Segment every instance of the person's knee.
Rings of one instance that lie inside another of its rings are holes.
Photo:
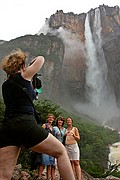
[[[55,153],[55,158],[59,158],[62,155],[67,154],[65,147],[61,144],[61,146],[57,149]]]
[[[79,165],[80,165],[80,163],[78,160],[74,161],[74,166],[79,166]]]

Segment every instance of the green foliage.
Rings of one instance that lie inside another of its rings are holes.
[[[5,112],[5,105],[4,105],[3,101],[0,100],[0,123],[3,120],[4,112]]]
[[[104,173],[108,163],[109,144],[119,141],[118,133],[94,123],[79,120],[76,125],[81,135],[81,166],[94,177]]]
[[[81,136],[78,145],[81,152],[80,164],[82,169],[94,177],[103,177],[110,173],[120,177],[120,173],[117,171],[110,172],[108,170],[105,172],[108,163],[109,144],[120,141],[117,131],[105,129],[97,123],[92,123],[83,117],[80,118],[71,112],[66,112],[49,100],[35,101],[34,104],[36,110],[41,114],[41,124],[46,122],[46,116],[49,113],[54,114],[55,118],[58,116],[73,118],[73,125],[78,127]],[[5,106],[1,100],[0,121],[3,119],[4,110]],[[21,163],[24,169],[30,169],[29,150],[24,147],[22,147],[18,163]]]

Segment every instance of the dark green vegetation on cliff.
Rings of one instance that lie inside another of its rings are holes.
[[[70,112],[66,112],[58,105],[48,100],[35,102],[35,107],[41,113],[41,124],[46,122],[48,113],[53,113],[57,118],[59,115],[73,117],[74,126],[77,126],[81,135],[81,140],[78,142],[81,152],[81,167],[83,170],[98,177],[107,169],[109,144],[119,141],[118,133],[105,129],[99,124],[90,122],[85,117],[78,117]],[[0,122],[4,114],[4,104],[0,102]],[[29,169],[28,150],[22,147],[22,151],[18,163],[22,164],[23,169]]]

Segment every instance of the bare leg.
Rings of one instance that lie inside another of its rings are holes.
[[[19,153],[17,146],[0,148],[0,180],[11,180]]]
[[[38,167],[38,176],[39,176],[39,177],[42,176],[43,170],[44,170],[44,166],[43,166],[43,165],[40,165],[40,166]]]
[[[47,179],[50,179],[51,178],[51,170],[52,167],[51,166],[47,166]]]
[[[63,180],[75,180],[66,149],[52,134],[49,134],[44,141],[32,147],[32,150],[57,158],[58,169]]]
[[[51,167],[51,177],[52,177],[52,180],[55,180],[55,166]]]
[[[79,161],[74,161],[74,168],[78,180],[81,180],[81,167]]]

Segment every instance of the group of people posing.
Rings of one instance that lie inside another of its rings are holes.
[[[43,124],[42,127],[64,144],[71,162],[73,173],[75,174],[77,180],[81,180],[81,168],[79,163],[80,151],[77,143],[77,141],[80,140],[78,128],[73,126],[73,119],[71,117],[68,117],[66,121],[63,117],[58,117],[55,126],[53,126],[54,120],[55,116],[53,114],[48,114],[47,122]],[[66,128],[64,127],[65,122],[67,125]],[[46,167],[47,179],[55,180],[55,168],[57,167],[55,158],[47,154],[40,154],[40,156],[41,162],[38,167],[37,179],[41,179],[42,172]],[[60,179],[62,178],[60,177]]]
[[[27,55],[28,53],[20,49],[12,51],[2,59],[0,65],[6,73],[6,79],[2,84],[5,114],[0,126],[0,180],[12,179],[21,146],[42,153],[43,156],[47,154],[54,157],[63,180],[75,180],[72,170],[74,166],[77,178],[80,180],[79,148],[76,141],[80,137],[77,128],[72,125],[72,119],[67,119],[68,128],[64,134],[66,136],[65,146],[60,142],[60,140],[62,141],[60,136],[63,134],[62,126],[59,128],[60,132],[57,127],[54,128],[55,136],[51,133],[53,132],[54,116],[48,117],[47,124],[50,132],[45,130],[47,128],[46,124],[41,127],[36,123],[32,103],[36,98],[36,93],[32,85],[32,79],[43,67],[45,58],[41,55],[37,56],[32,58],[29,65],[27,65]],[[30,98],[28,98],[26,92]],[[58,120],[59,127],[60,123],[62,124],[60,121],[61,119]],[[49,177],[51,178],[51,175]]]

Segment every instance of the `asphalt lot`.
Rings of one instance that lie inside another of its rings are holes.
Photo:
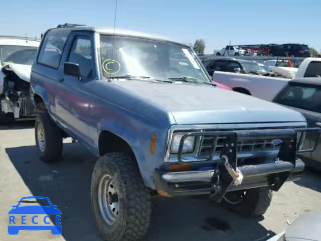
[[[90,182],[96,158],[78,143],[64,145],[62,161],[48,165],[36,153],[33,122],[0,127],[0,240],[101,240],[91,215]],[[67,140],[68,141],[68,140]],[[22,197],[49,197],[62,211],[63,233],[7,232],[8,212]],[[299,215],[321,210],[321,172],[274,193],[264,217],[245,218],[207,198],[162,198],[145,240],[264,240],[284,230]]]

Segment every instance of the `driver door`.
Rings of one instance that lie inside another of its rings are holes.
[[[74,33],[68,40],[63,63],[72,62],[79,65],[81,77],[69,75],[63,72],[59,79],[63,91],[56,96],[56,112],[62,124],[67,130],[83,142],[94,144],[89,129],[93,125],[90,118],[91,107],[90,88],[96,74],[94,64],[93,40],[90,34]]]

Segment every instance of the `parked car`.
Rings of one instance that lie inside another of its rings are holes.
[[[0,36],[0,125],[33,117],[31,66],[40,42]]]
[[[263,64],[235,58],[211,58],[203,62],[210,76],[214,71],[230,72],[244,74],[274,76],[275,75]]]
[[[98,157],[92,209],[110,241],[144,236],[157,193],[208,194],[261,215],[272,190],[304,169],[295,158],[307,130],[302,115],[216,87],[187,45],[60,25],[44,36],[31,86],[41,160],[59,161],[68,136]]]
[[[226,49],[226,51],[225,51]],[[229,56],[245,55],[246,51],[241,49],[238,46],[227,46],[225,48],[222,48],[220,50],[214,51],[214,55],[218,56],[224,56],[227,55]]]
[[[307,79],[321,75],[318,58],[306,58],[302,62],[294,79]],[[215,71],[213,80],[230,87],[234,91],[271,101],[291,79]]]
[[[286,53],[290,57],[310,57],[310,49],[307,45],[300,44],[280,44],[271,47],[269,55],[285,57]]]
[[[266,241],[321,241],[321,212],[310,211],[298,217],[285,231]]]
[[[321,62],[318,62],[321,74]],[[273,102],[300,112],[306,119],[308,127],[321,126],[321,81],[320,77],[308,77],[294,79],[287,82]],[[304,148],[317,144],[315,152],[301,155],[306,164],[321,170],[321,143],[317,142],[315,133],[307,133]]]

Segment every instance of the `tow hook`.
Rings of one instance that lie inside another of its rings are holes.
[[[210,199],[214,200],[215,195],[222,191],[222,185],[220,183],[220,172],[218,170],[216,170],[212,177],[211,182],[212,187],[211,187],[211,193],[210,193]]]

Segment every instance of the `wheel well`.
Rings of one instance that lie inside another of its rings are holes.
[[[236,87],[233,88],[233,90],[235,92],[238,92],[239,93],[242,93],[242,94],[247,94],[251,95],[251,93],[247,89],[242,88],[241,87]]]
[[[42,97],[38,94],[35,94],[34,95],[34,101],[36,108],[38,110],[47,110],[46,104]]]
[[[99,135],[98,148],[100,155],[115,152],[133,155],[131,148],[126,141],[107,131],[103,131]]]

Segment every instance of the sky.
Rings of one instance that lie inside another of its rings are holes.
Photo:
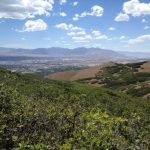
[[[0,0],[0,47],[150,52],[150,1]]]

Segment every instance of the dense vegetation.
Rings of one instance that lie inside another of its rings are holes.
[[[149,150],[150,101],[0,69],[0,149]]]

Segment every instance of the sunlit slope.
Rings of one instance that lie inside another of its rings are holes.
[[[0,149],[150,148],[150,101],[0,69]]]

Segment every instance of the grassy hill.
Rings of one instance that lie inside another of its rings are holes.
[[[87,69],[82,69],[78,71],[63,71],[50,74],[46,78],[53,80],[67,80],[75,81],[80,79],[94,78],[97,73],[100,72],[104,67],[113,66],[113,62],[104,63],[102,65],[97,65],[94,67],[89,67]]]
[[[80,71],[54,73],[47,78],[78,81],[150,99],[150,62],[129,64],[109,62]]]
[[[0,149],[150,149],[150,101],[0,69]]]
[[[80,82],[150,99],[150,62],[104,67],[95,77],[81,79]]]

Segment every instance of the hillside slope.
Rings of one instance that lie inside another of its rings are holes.
[[[0,149],[150,148],[150,101],[0,69]]]
[[[78,81],[150,99],[150,62],[109,62],[80,71],[54,73],[47,78]]]
[[[113,66],[115,63],[109,62],[104,63],[102,65],[89,67],[88,69],[83,69],[79,71],[63,71],[54,74],[50,74],[46,76],[46,78],[53,79],[53,80],[68,80],[68,81],[75,81],[79,79],[86,79],[86,78],[94,78],[95,75],[100,72],[104,67]]]

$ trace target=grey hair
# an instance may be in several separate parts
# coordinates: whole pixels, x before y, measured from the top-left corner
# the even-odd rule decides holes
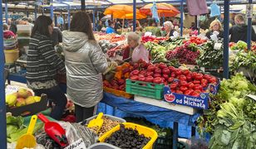
[[[175,26],[174,26],[174,25],[172,24],[172,22],[164,22],[164,26],[170,26],[170,28],[174,28]]]
[[[8,25],[7,23],[2,24],[2,30],[3,31],[7,31],[8,30]]]
[[[126,38],[131,38],[132,40],[137,41],[138,44],[140,43],[140,36],[135,32],[128,32],[126,35]]]

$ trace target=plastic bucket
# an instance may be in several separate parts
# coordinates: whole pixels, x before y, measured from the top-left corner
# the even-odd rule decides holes
[[[7,64],[12,64],[14,63],[19,57],[18,50],[4,50],[4,56],[5,56],[5,63]]]

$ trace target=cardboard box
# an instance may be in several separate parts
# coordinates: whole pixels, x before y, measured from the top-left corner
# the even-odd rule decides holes
[[[147,103],[147,104],[167,108],[167,109],[171,109],[174,111],[178,111],[180,113],[184,113],[189,115],[194,115],[197,112],[196,108],[193,108],[191,107],[183,106],[183,105],[179,105],[179,104],[174,104],[171,103],[167,103],[165,100],[156,100],[154,99],[141,97],[138,95],[135,95],[134,99],[140,103]]]
[[[199,109],[208,109],[209,108],[209,93],[212,94],[216,94],[219,88],[219,82],[214,84],[209,84],[208,88],[205,89],[206,93],[201,93],[199,97],[194,97],[190,95],[180,94],[176,93],[172,93],[170,91],[170,86],[164,87],[164,99],[168,103],[172,103],[175,104],[185,105],[194,108]]]
[[[12,113],[12,116],[31,116],[44,111],[47,108],[47,95],[42,94],[40,102],[36,102],[32,104],[24,105],[22,107],[8,107],[7,106],[7,113]]]

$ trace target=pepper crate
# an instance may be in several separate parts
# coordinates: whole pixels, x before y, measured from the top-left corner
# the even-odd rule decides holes
[[[180,94],[177,93],[172,93],[169,86],[164,87],[164,99],[166,102],[173,103],[175,104],[181,104],[195,108],[208,109],[209,94],[216,94],[219,87],[219,83],[214,84],[209,84],[205,92],[202,92],[199,96],[190,96],[185,94]]]

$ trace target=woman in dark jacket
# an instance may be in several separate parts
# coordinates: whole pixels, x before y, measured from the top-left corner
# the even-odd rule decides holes
[[[219,21],[214,20],[209,25],[209,31],[206,32],[206,36],[211,39],[211,36],[215,34],[218,38],[223,38],[223,30]]]
[[[66,108],[66,98],[55,79],[57,74],[66,72],[64,62],[54,50],[51,35],[52,20],[40,16],[35,22],[29,42],[27,60],[27,84],[36,95],[47,94],[55,103],[51,117],[60,120]]]

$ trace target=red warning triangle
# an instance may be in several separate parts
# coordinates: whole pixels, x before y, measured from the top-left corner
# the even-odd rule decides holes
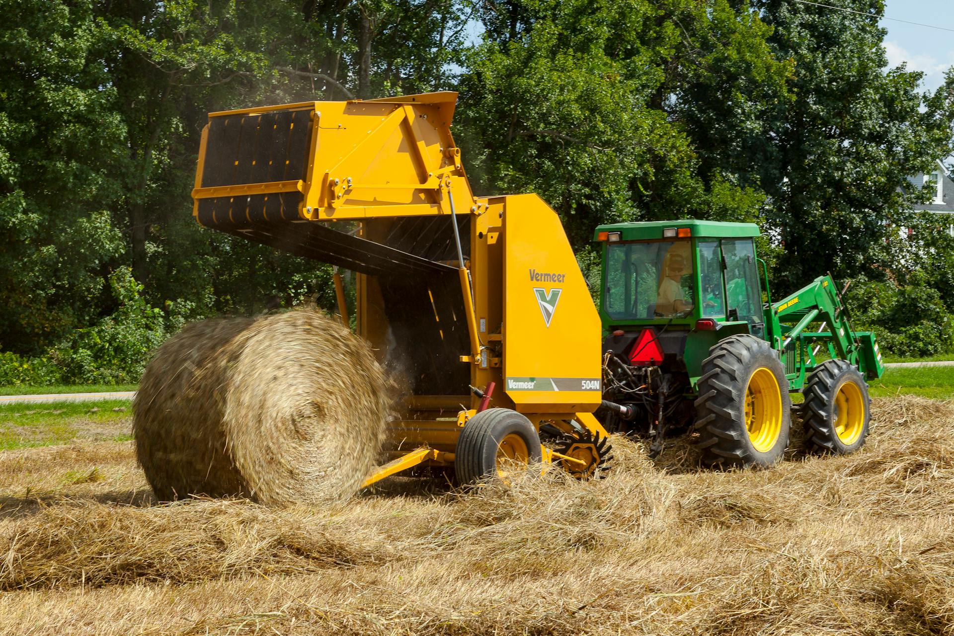
[[[633,366],[650,366],[662,362],[662,347],[656,338],[655,329],[647,327],[636,338],[630,349],[630,362]]]

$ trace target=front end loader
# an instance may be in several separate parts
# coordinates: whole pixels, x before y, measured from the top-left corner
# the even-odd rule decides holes
[[[212,113],[195,217],[356,273],[357,333],[406,389],[365,485],[416,466],[461,482],[537,462],[592,474],[609,451],[599,315],[540,197],[474,196],[456,97]]]
[[[648,437],[653,457],[667,434],[695,430],[703,463],[767,466],[801,392],[808,450],[864,443],[865,380],[884,371],[874,334],[852,329],[830,276],[773,302],[757,236],[701,220],[596,229],[607,430]]]

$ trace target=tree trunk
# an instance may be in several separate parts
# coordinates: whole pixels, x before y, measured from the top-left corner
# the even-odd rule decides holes
[[[358,37],[358,96],[371,95],[371,18],[361,10],[361,34]]]
[[[146,262],[146,208],[136,201],[129,208],[130,256],[133,260],[133,277],[146,284],[149,267]]]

### PROBLEM TO WORK ON:
Starting at the line that contains "Segment every instance of the dense" and ending at the line that contains "[[[149,150],[150,101],[0,69],[0,149]]]", give those lines again with "vegetation" swapped for "undergrowth". Leave everything else unchanged.

### FULL RESPONSE:
Segment every instance of the dense undergrowth.
Rings of one instance that lie inside another of its rings are holes.
[[[149,150],[150,101],[0,69],[0,149]]]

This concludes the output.